_Instructions for the task_: According to the travel insurance passage, what type of policy is generally chosen for one overseas journey with fixed departure and return dates?

_Given passage_:

◇ ◇ ◇ ◇ ◇ ◇ ◇

This can affect hospital access, emergency support, evacuation terms, and non-medical benefits. For Indian travellers visiting more than one destination, checking where the policy applies is an important way to avoid gaps in protection.
Types of Worldwide Travel Insurance Plans Available to Indians
Worldwide travel insurance may be available in different formats, and each one should be reviewed based on the route, trip pattern, and list of destinations.
Single-Trip Travel Insurance
This type of policy is generally chosen for one overseas journey with fixed departure and return dates. It may suit travellers visiting one country or more than one destination during the same trip. The policy still needs to be checked carefully to confirm whether every destination on the itinerary is covered during the full travel period.
Multi-Trip Annual Insurance
This type of plan may be suitable for travellers who visit different countries several times a year. It can be useful only when the policy’s covered regions match the countries included across those trips. Before choosing it, travellers should check trip duration limits, region-wise exclusions, and whether all intended destinations are covered under the annual plan.

◇ ◇ ◇ ◇ ◇ ◇ ◇

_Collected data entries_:
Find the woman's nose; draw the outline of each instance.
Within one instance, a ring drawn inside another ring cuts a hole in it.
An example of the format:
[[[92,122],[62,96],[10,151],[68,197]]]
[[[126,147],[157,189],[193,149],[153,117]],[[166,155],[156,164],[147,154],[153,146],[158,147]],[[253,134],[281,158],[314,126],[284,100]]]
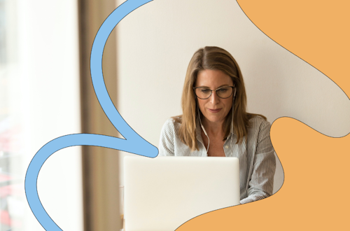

◇ ◇ ◇ ◇ ◇ ◇ ◇

_Exercise output_: Single-trip travel insurance.